*Complete the following:*
**1.** Translate this sentence from the text on biological age into Spanish: "DNA methylation is a fundamental concept in epigenetics."
**2.** Pick up the text on biological age after its final sentence and carry it further.

*Exercise text:*
****************************************

Is age truly just a number? Or is it based on something more?
Well, your biological age definitely is based on something more! Biological age is the output of a biological clock; it’s a critical concept and practical tool for aging research. It’s helpful to understand what your biological age means, what influences it, how it differs from your chronological age, and how exactly we derive it.
Everyone ages at a different pace, so it’s important to distinguish your chronological age from your biological age.
Your chronological age is the number you celebrate every birthday, which you have no control over. Your biological age, on the other hand, is more persuadable. It’s reflective of your overall health and changes in response to your lifestyle and health status.
A healthier diet, frequent exercise, and regular sleep can actively reduce your biological age. To determine biological age, longevity researchers first had to identify standardized metrics, or biomarkers, of cellular aging.
Aging biomarkers are well-researched fundamentals of aging at the cellular level; they react to aging and age-related ailments in a measurable way. These aging biomarkers are used to understand and develop what we call, biological clocks which in turn, measure and calculate our biological age.
Analyzing aging biomarkers can enable the early diagnosis of several diseases. A firm understanding of your aging biomarkers and cellular health can actually help you take steps to fight age-related diseases such as cancer, cardiovascular illness, and neurological disorders1.
One of the key biomarkers of aging is epigenetic changes. Epigenetic changes have been used to produce several biological clocks.
The epigenome is the layer of molecules, such as methyl (CH3), that regulate gene expression without altering our genetic code. While our genome is constant from birth, our epigenome is flexible and dynamic, heavily influenced by our environment and lifestyle2.
DNA methylation is a fundamental concept in epigenetics.
Gene expression refers to the level of protein production coming out of a gene. A gene can only produce proteins when specific enzymes bind to its DNA. If we wanted to turn off a gene so that it stops producing proteins, we’d have to prevent enzymes from binding to its DNA. Attaching methyl groups to a gene’s DNA makes it difficult for proteins to bind. So, increasing DNA methylation levels can effectively lower protein production and therefore, gene expression3.

****************************************

*Entries supplied:*
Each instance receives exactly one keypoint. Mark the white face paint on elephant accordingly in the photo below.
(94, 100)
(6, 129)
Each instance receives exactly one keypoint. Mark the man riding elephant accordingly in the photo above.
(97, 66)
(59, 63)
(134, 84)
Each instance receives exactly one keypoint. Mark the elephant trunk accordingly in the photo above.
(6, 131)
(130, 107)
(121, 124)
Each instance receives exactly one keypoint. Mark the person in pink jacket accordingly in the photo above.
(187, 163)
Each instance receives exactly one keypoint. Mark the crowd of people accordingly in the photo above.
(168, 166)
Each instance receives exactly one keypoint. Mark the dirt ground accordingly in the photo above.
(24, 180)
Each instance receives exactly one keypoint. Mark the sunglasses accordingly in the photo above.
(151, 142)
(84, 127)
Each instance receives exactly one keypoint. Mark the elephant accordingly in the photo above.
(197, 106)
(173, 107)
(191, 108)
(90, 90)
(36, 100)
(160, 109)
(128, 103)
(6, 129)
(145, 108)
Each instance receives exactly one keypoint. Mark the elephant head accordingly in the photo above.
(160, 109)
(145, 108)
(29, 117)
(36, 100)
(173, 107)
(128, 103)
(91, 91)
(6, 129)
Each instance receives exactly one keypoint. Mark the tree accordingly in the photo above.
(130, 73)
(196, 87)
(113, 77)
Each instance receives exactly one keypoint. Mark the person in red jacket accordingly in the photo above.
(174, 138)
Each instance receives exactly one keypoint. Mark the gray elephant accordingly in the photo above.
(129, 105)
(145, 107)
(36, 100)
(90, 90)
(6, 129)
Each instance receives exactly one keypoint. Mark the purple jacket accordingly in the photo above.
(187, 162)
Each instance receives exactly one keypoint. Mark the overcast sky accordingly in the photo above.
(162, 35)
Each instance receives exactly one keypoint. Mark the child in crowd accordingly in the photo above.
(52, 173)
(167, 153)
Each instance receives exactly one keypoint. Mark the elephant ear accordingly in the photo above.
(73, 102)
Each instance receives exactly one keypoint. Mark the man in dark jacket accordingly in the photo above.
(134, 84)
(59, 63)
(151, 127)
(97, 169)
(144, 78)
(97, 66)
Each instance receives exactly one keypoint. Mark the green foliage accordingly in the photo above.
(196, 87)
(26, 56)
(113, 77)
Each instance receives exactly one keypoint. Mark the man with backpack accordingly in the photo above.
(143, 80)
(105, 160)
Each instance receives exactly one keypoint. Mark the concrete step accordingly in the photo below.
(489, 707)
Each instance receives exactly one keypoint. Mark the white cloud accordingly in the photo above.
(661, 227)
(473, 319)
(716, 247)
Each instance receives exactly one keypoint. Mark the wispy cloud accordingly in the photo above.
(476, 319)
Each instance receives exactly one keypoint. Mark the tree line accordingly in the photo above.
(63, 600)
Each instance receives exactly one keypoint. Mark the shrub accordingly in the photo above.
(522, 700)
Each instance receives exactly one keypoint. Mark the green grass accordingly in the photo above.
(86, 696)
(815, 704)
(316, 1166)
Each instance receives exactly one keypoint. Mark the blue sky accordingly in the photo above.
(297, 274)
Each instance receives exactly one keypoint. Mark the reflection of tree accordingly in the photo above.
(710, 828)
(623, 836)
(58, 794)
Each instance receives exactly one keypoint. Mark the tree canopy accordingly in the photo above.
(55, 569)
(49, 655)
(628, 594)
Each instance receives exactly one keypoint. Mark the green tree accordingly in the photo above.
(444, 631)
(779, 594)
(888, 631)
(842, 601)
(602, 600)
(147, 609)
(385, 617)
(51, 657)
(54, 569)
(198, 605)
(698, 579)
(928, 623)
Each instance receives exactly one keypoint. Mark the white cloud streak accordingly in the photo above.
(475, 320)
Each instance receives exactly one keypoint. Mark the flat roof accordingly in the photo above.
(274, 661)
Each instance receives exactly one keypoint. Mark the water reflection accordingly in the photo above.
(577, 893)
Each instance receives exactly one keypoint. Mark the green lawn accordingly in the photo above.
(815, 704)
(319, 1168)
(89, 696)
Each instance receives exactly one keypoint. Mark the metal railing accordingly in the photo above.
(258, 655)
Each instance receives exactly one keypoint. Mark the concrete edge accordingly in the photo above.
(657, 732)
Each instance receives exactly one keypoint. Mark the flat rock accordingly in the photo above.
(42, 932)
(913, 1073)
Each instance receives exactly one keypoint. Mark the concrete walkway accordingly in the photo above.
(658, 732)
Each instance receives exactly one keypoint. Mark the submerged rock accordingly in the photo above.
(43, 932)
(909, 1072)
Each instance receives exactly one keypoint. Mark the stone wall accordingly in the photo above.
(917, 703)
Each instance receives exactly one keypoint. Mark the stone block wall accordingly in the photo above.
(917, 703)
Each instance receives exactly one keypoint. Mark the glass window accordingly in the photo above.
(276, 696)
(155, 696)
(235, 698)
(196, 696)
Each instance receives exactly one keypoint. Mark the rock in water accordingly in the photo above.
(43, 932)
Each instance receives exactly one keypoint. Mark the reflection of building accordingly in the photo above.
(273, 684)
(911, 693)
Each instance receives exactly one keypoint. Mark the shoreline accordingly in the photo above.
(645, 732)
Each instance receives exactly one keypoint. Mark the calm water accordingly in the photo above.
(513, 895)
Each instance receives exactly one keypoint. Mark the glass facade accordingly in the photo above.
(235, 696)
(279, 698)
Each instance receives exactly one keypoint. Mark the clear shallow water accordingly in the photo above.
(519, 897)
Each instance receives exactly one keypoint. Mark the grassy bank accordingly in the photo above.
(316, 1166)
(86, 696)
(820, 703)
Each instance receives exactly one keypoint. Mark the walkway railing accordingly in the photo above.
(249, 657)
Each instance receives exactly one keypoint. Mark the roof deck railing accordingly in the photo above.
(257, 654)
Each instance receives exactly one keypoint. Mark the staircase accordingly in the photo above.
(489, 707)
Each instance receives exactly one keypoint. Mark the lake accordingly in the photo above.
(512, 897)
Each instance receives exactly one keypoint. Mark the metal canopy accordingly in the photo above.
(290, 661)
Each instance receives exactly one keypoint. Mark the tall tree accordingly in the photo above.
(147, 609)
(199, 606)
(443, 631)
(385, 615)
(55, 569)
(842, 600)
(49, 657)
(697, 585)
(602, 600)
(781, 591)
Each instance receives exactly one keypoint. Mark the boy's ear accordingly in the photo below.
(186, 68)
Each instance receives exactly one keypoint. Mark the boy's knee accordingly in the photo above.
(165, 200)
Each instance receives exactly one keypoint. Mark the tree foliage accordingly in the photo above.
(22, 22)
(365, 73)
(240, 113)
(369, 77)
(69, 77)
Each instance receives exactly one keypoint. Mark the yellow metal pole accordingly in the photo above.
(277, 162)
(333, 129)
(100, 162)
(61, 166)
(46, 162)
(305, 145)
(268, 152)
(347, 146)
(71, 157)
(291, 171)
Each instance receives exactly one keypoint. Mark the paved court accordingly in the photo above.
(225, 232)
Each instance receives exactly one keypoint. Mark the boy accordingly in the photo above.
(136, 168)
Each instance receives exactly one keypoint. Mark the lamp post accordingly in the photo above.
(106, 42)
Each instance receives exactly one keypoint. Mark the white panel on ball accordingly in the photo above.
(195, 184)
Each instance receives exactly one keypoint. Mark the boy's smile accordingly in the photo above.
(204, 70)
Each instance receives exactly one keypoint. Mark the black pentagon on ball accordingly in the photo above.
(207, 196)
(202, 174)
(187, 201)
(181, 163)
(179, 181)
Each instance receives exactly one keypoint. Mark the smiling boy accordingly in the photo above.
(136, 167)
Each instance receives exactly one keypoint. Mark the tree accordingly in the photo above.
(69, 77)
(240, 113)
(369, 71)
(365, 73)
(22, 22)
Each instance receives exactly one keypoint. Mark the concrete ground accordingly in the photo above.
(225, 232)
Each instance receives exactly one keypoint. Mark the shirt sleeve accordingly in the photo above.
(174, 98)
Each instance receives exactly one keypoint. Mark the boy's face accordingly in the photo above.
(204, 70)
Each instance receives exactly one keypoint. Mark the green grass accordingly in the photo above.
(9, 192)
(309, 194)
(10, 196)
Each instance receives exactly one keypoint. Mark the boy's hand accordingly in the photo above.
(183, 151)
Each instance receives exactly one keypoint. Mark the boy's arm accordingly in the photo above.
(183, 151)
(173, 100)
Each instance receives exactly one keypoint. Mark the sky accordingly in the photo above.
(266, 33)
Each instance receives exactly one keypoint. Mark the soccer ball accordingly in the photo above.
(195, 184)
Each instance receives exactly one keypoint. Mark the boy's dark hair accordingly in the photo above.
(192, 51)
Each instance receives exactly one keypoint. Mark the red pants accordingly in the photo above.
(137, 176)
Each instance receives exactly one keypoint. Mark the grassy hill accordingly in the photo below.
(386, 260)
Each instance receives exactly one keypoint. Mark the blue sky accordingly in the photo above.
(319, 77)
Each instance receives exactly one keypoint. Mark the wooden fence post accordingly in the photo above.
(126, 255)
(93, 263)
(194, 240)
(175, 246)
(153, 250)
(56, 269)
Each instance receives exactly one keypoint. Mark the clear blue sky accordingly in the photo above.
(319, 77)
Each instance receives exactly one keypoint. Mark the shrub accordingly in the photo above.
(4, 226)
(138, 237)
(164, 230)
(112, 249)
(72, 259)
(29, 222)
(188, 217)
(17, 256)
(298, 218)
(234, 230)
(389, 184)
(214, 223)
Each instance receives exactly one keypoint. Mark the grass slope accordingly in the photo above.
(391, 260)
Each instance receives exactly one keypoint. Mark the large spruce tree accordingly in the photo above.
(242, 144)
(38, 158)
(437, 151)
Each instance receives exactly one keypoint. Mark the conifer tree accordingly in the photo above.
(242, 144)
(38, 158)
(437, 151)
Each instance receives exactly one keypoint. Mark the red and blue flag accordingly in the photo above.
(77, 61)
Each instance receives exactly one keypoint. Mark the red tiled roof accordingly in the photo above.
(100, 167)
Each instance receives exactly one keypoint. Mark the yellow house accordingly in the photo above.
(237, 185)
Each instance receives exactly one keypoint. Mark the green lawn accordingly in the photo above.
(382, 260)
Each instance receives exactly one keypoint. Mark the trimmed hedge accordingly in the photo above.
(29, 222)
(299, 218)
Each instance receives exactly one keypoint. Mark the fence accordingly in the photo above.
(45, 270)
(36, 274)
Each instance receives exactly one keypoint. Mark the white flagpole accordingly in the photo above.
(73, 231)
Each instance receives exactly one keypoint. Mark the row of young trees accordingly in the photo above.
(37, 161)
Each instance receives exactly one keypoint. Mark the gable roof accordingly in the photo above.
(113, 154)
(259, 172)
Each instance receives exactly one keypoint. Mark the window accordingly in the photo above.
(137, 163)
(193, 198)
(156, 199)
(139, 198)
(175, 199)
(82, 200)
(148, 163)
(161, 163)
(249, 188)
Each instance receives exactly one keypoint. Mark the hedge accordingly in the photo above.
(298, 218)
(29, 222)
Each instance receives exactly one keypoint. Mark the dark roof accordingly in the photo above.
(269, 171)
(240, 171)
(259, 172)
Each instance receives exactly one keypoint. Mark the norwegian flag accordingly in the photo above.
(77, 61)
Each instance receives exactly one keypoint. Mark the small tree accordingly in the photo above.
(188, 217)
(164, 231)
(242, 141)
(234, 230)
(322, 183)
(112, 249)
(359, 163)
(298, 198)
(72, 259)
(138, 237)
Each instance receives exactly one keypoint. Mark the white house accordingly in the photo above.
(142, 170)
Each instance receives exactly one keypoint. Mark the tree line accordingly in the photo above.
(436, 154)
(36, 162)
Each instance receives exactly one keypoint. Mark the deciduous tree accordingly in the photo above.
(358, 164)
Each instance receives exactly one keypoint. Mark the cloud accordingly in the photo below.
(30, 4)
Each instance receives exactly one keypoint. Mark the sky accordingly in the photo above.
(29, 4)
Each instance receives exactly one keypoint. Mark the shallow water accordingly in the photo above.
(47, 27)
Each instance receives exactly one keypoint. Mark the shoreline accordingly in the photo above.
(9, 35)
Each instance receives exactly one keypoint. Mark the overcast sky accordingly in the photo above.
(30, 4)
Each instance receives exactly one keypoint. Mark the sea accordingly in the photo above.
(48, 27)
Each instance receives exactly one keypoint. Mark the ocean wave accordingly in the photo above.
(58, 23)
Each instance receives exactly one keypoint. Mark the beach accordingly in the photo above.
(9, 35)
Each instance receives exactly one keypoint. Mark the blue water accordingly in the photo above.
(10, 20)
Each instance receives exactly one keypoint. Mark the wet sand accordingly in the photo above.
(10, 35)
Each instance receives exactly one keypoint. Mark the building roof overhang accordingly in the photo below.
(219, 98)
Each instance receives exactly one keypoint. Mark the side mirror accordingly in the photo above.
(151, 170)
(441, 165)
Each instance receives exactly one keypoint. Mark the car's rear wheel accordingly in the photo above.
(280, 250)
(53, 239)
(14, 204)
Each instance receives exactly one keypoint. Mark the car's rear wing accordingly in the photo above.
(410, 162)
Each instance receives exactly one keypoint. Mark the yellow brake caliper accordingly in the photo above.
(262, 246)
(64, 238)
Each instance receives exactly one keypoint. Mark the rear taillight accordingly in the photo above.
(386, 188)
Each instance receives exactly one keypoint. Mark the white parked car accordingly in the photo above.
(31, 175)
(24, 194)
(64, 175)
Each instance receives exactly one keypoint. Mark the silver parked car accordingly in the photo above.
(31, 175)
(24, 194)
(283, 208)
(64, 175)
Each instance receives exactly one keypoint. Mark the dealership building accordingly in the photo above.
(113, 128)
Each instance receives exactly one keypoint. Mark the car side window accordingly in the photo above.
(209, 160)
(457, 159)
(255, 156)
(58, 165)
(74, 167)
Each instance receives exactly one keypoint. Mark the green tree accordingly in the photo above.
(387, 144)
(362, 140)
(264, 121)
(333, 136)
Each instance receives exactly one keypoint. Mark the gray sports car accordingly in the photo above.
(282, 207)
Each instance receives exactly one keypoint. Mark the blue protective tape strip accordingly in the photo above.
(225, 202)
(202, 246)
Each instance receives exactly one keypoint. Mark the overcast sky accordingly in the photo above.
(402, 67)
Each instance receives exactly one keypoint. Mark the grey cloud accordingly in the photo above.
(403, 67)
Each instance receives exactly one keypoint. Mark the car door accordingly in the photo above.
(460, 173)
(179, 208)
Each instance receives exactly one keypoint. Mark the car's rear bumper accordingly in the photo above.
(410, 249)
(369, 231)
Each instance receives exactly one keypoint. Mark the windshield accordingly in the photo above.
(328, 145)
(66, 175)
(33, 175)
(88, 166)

****************************************

*Numbered answers:*
**1.** La metilación del ADN es un concepto fundamental en la epigenética.

**2.**
Ideally, we want lower methylation levels on genes with protective effects such as tumor suppressor genes, and higher methylation levels on genes that may produce negative effects, like tumor promotor genes. However, as we age, DNA gets damaged and subsequently repaired. DNA repairs are rarely perfect and often result in different methylation patterns. These critical changes can accelerate aging. In fact, most of the age-related changes we experience are consequent of epigenetic changes4.
There are several epigenetics-based clocks that analyze DNA methylation patterns to determine your biological age. Machine learning analysis of DNA methylation is also indicative of overall health, certain disease risks, and lifestyle practices5,6.
There are several epigenetic clocks, including the PhenoAge clock, the Hannum Clock, and GrimAge, considered the gold-standard aging clock developed by Dr. Steve Horvath at UCLA – that’s what we use at FOXO! Some clocks focus on blood sample readings, some use saliva, while others rely on cells in a particular tissue. Each of these biological clocks has its own strengths and weaknesses7.
Now that you understand biological age and clocks, you can refresh your outlook on aging as a whole! The very best part about biological age is that it can be influenced. How you treat your body, is how it treats you; biological age verifies that.